⟨

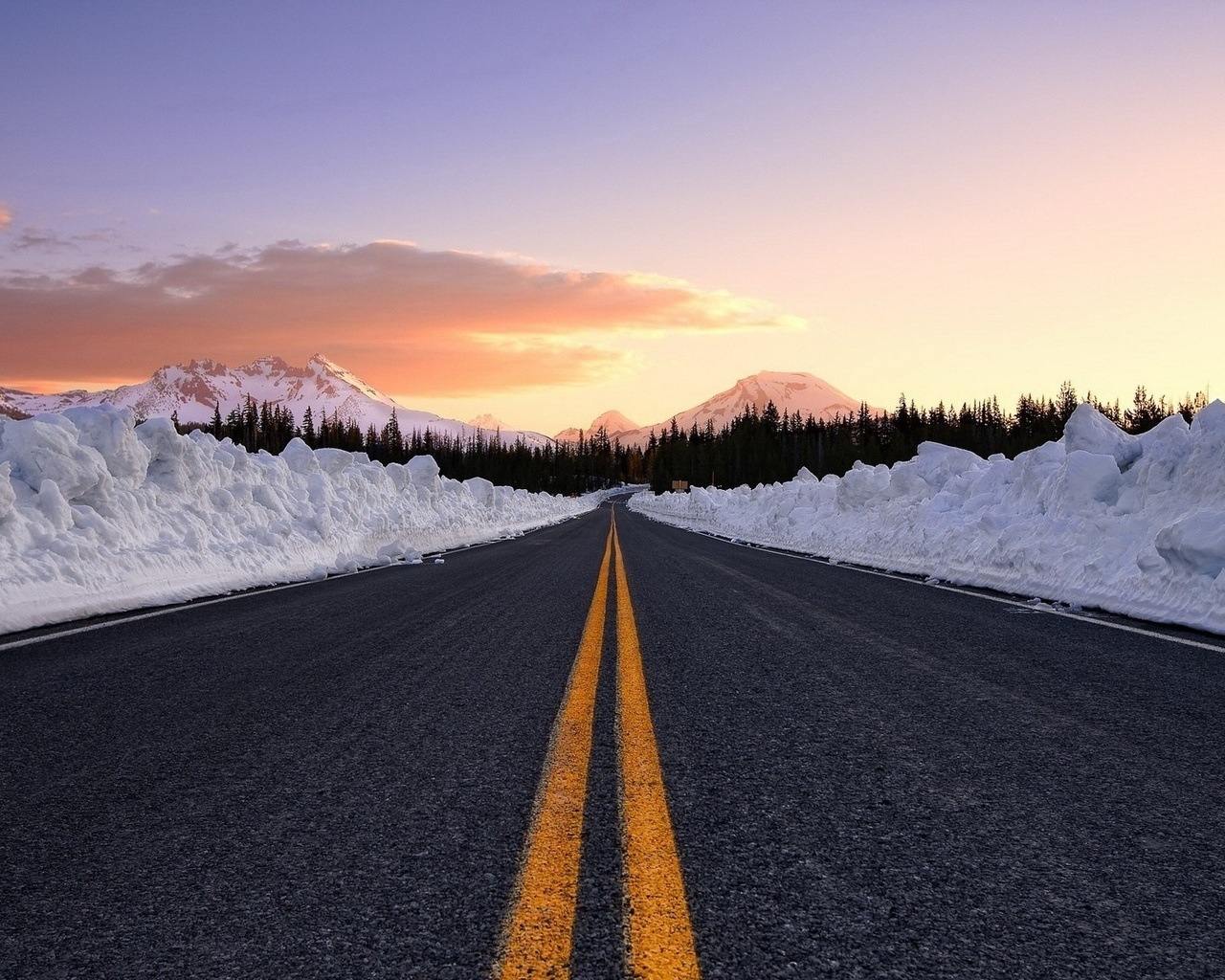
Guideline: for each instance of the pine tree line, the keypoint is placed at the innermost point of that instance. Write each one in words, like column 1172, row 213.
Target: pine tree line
column 755, row 447
column 770, row 446
column 558, row 468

⟩

Task statement
The expected output is each entry given again word for word, with pictures dropped.

Completed exercise
Guideline: for each instance of the pine tree line, the keypoint is placed at the innermost point of that instance. Write each one in words, like column 1172, row 213.
Target: pine tree line
column 755, row 447
column 770, row 446
column 558, row 468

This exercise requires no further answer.